#### Passage to read:

The first dystopian novels that gave me chills were in English lit class: George Orwell’s “1984” and Ray Bradbury’s “Fahrenheit 451.”
Orwell’s concepts of “doublethink” and “newspeak,” used to spread political propaganda and manipulate the masses, resonate every time I hear today’s political dog whistling. And this chilling quote from Bradbury’s masterpiece on censorship feels prophetic six decades after its publication: “If you don’t want a house built, hide the nails and wood. If you don’t want a man unhappy politically, don’t give him two sides to a question to worry him; give him one. Better yet, give him none.”
The lasting value of reading the masters or today’s notable dystopian novels is their compelling, sometimes parallel universes wherein we can identify and consider existential threats too frightening to talk about in real time.
Stepping into this tradition is Juli Zeh, a German author, playwright and attorney who once worked for the United Nations in New York. Her seventh novel, “Empty Hearts,” is set in a near-future Germany that has weathered not only an international refugee crisis, Donald Trump, Brexit and the resignation of Angela Merkel, but also a second worldwide financial crisis and the rise of the manipulative Concerned Citizens’ Crusade, or CCC.

#### Dataset entries:
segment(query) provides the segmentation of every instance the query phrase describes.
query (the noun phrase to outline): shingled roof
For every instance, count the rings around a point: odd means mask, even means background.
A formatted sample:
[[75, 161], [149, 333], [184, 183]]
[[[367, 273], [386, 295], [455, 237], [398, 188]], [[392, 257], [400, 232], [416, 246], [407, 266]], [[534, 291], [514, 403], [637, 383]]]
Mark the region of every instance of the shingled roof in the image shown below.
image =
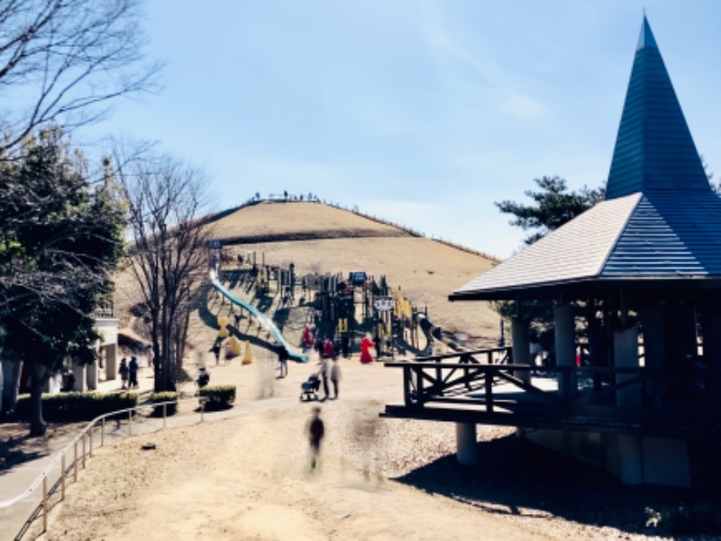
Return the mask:
[[606, 200], [450, 298], [618, 287], [721, 288], [721, 198], [706, 177], [645, 16]]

#### What is asked:
a: According to the passage about dystopian novels, in which city did Juli Zeh once work for the United Nations?
b: State whether each statement agrees with the passage about dystopian novels, answering yes or no and quoting the words of the passage that decide it.
(i) "1984" was one of the first dystopian novels that gave the writer chills in English lit class.
(ii) "Empty Hearts" is Juli Zeh's first novel.
(iii) "Empty Hearts" is set in a near-future France.
c: Carry on the passage about dystopian novels, beginning after its final sentence.
The items are not needed for any of this work.

#### Results for the exercise:
a: New York.

b:
(i) Yes: "The first dystopian novels that gave me chills were in English lit class: George Orwell’s “1984” and Ray Bradbury’s “Fahrenheit 451.”"
(ii) No: "Her seventh novel, “Empty Hearts,”"
(iii) No: "is set in a near-future Germany"

c:
In Zeh’s telling, the CCC has contributed to Merkel’s ouster — eight years before the novel’s opening — and has steamrolled through the German parliament a series of “Efficiency Packages” that are dismantling the country’s democratic achievements in the interest of safety and economic security. Instead of taking action, the average German becomes numb in this new political climate. People turn inward to perfect their cooking techniques and elevate exercise and sport to a near-religion. Popular songs extol the virtues of suicide, and children play games in which dolls stage violent takeovers of shopping malls.
Britta, a healing practitioner, her entrepreneur husband, Richard, and their young daughter are part of this benumbed society. “They live their lives and stick their heads in the sand,” the author writes, “because they can think of nothing better to do.”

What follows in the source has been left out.